▶ Problem 1:
Answer each question from the passage on calcium scoring and stents below, marking your answers (a), (b) and (c):
(a) How long does the writer say you might sweat to find an aberrant RCA?
(b) To what arguments does the writer compare the dispute over calcium scoring?
(c) What coming modality does the writer mention, alongside scoring combined with CT?
▶ Problem 2: Write what comes next in the passage on calcium scoring and stents, picking up after its last sentence.

▶ Excerpted passage:
-=-=-
Simply being CAC-phobic or Stent-phobic isn't enough to treat our patients. If we took them to the cath lab to begin with due to significant angina or progressive angina, the patient would not wrongly wind up with a stent, yet even that turn of events is frowned upon by proponents of calcium score advocates for reason I cannot fathom. I don't know if it's a strange jealousy of that capability, or of income (angiography certainly isn't a gold mine.....sweat for 30 minutes to find an aberrant RCA and you'll have no more reimbursement than a 15 minute cath) or what. It seems almost like the same arguments between alternative medicine and main stream medicine except I really don't view CAC issues as alternative even though they are yet unstudied and unproven. I think it makes logical sense, though I think that modalities that are coming down the pike such as nuclear tagging of vulnerable plaque AND scoring combined with CT will give information about current status of fixed obstructive disease and monitoring capability all at the same time. (Yes, I know that CT is a surrogate for cath in the eyes of CAC proponents).
-=-=-
▶ Records shown:

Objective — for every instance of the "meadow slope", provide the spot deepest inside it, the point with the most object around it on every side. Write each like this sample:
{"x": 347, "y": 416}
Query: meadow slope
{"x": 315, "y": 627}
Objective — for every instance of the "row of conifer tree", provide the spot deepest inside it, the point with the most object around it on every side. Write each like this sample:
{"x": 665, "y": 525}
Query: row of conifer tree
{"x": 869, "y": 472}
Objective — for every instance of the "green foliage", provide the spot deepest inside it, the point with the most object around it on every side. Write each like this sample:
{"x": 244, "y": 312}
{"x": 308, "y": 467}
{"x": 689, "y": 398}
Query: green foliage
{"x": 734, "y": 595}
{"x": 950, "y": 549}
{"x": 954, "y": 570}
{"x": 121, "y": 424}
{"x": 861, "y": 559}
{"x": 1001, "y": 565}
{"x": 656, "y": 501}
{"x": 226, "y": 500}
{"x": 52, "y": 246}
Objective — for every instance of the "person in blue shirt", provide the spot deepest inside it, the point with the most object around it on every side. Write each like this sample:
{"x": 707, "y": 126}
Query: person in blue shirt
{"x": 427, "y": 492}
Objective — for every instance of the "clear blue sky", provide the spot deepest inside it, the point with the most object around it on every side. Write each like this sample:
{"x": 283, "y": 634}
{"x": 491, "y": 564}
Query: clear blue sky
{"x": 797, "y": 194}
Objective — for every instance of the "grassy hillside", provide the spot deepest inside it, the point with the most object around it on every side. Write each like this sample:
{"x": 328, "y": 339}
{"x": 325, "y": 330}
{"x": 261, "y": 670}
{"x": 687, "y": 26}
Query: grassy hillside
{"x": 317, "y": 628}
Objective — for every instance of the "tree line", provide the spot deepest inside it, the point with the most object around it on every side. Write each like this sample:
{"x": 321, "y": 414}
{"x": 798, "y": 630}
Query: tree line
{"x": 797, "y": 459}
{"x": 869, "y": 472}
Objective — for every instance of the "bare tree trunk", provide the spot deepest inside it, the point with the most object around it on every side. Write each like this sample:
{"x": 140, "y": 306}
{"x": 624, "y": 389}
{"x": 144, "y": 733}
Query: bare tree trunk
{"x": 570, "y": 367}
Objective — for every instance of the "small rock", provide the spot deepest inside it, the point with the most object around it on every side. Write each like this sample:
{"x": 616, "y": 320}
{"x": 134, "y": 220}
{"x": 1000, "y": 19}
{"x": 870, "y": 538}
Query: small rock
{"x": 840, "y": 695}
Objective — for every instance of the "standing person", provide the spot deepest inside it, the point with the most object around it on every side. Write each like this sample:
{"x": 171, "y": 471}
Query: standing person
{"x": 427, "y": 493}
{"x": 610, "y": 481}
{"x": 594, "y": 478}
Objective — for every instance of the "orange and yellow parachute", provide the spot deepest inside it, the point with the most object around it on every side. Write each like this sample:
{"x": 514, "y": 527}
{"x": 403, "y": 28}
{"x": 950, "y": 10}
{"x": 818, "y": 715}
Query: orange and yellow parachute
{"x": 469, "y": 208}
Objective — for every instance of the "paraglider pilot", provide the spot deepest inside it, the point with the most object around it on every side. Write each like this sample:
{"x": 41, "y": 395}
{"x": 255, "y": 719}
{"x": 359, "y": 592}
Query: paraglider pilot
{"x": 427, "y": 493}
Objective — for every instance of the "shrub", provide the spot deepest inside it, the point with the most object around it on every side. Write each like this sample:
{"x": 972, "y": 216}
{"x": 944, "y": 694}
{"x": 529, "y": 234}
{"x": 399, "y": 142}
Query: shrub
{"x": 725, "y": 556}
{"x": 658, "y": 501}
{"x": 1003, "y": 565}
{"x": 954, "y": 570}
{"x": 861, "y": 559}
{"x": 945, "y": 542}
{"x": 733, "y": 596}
-=-=-
▶ Exercise response 1:
(a) 30 minutes.
(b) The arguments between alternative medicine and mainstream medicine.
(c) Nuclear tagging of vulnerable plaque.

▶ Exercise response 2:
As to the slurrs and slamms against cardiologists who cath pts with large territories of reversible ischemia, we must apply logic. Even though we'd love for patients to walk in clutching their chest with the levine sign, it has been suggested that at least 30% of patients who are even suffering an MI have silent ischemia. Sometimes their pain is misinterpreted so we aren't always clear on what their angina is even after an interview. I've had several patients to declare that I cured their arthitic shoulder pain by sending them for PCI EVEN AFTER careful questioning with "no" symptoms, so you cannot just wait for symptoms.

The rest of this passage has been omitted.